[Items listed in a dataset]
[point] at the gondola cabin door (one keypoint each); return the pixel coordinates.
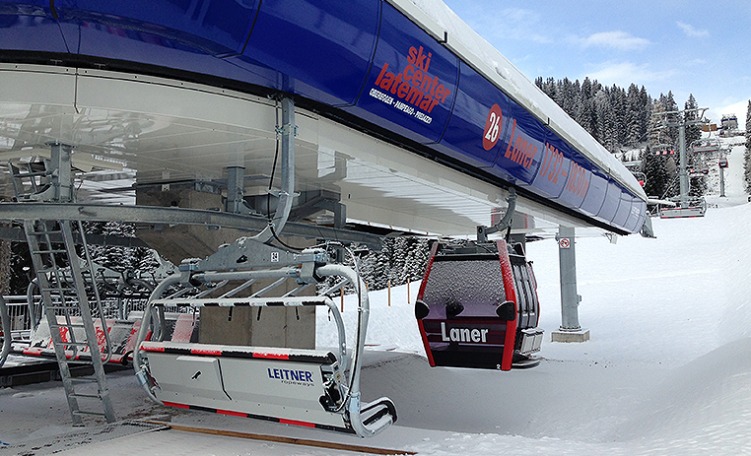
(477, 307)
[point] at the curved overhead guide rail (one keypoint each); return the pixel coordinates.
(382, 67)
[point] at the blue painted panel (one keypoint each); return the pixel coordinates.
(29, 26)
(213, 27)
(522, 146)
(477, 121)
(610, 204)
(595, 194)
(638, 215)
(412, 83)
(554, 167)
(321, 49)
(624, 210)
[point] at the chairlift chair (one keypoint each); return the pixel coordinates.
(307, 387)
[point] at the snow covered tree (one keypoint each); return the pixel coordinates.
(693, 132)
(653, 166)
(747, 154)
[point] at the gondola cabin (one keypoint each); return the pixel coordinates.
(478, 307)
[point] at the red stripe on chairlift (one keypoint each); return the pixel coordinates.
(176, 405)
(297, 423)
(206, 351)
(232, 413)
(508, 285)
(152, 348)
(420, 294)
(271, 355)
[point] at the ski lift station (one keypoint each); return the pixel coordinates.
(251, 143)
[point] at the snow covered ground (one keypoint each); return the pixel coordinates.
(667, 371)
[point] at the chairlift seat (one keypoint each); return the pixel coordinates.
(306, 387)
(292, 386)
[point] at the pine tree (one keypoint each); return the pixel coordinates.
(693, 132)
(653, 167)
(747, 154)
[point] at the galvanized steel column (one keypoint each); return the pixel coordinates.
(569, 296)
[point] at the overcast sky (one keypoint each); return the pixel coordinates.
(688, 47)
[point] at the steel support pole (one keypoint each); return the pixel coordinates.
(287, 133)
(62, 176)
(235, 189)
(682, 172)
(570, 330)
(569, 295)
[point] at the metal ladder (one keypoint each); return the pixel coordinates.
(68, 290)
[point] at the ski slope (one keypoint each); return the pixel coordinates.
(667, 371)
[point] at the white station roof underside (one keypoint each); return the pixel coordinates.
(125, 127)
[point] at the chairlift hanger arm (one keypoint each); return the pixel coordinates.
(504, 223)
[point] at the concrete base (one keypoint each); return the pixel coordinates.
(580, 335)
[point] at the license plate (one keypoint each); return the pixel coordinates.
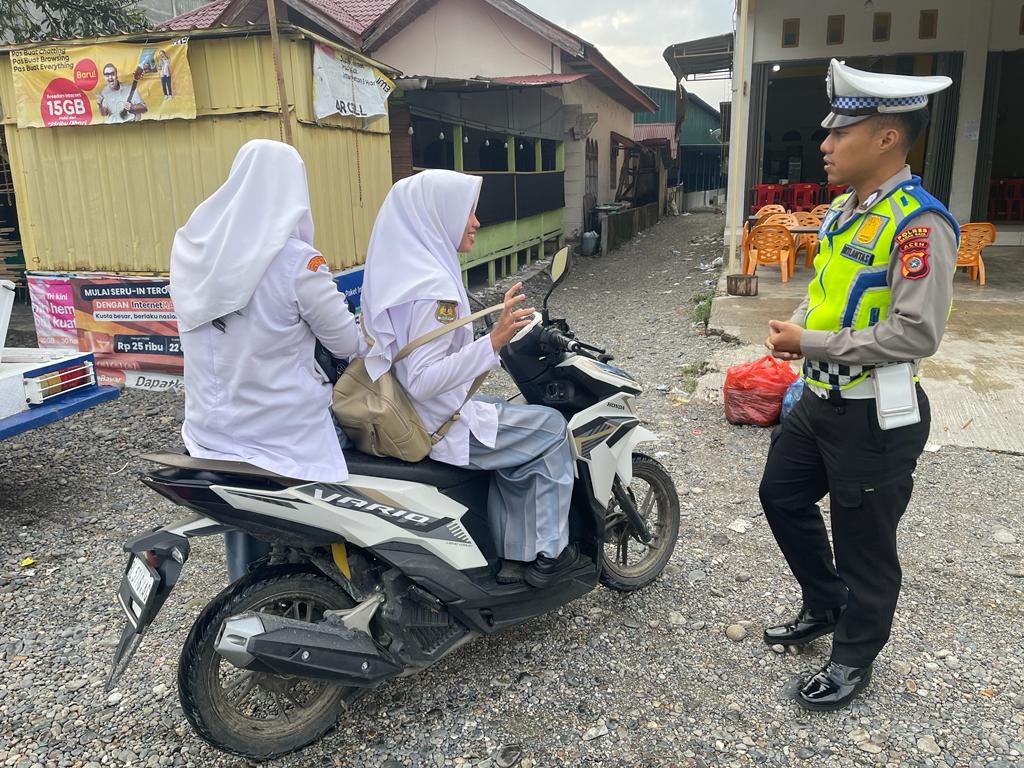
(140, 580)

● How to complete this task:
Set down, exactly as written, each line from the one that contains "[point] at the ski slope" to the last line of the records, but none of the pictures.

● Solution for this task:
[point] at the ski slope (one keypoint each); return the pixel coordinates.
(667, 371)
[point] at the white station roof underside (one keypoint each); return the pixel coordinates.
(125, 127)
[point] at the chairlift hanger arm (one keypoint each); return the pixel coordinates.
(504, 223)
[point] at the concrete base (one keypoint each); return the pixel coordinates.
(580, 335)
[point] at the license plate (one keypoint each); return the pixel coordinates.
(140, 580)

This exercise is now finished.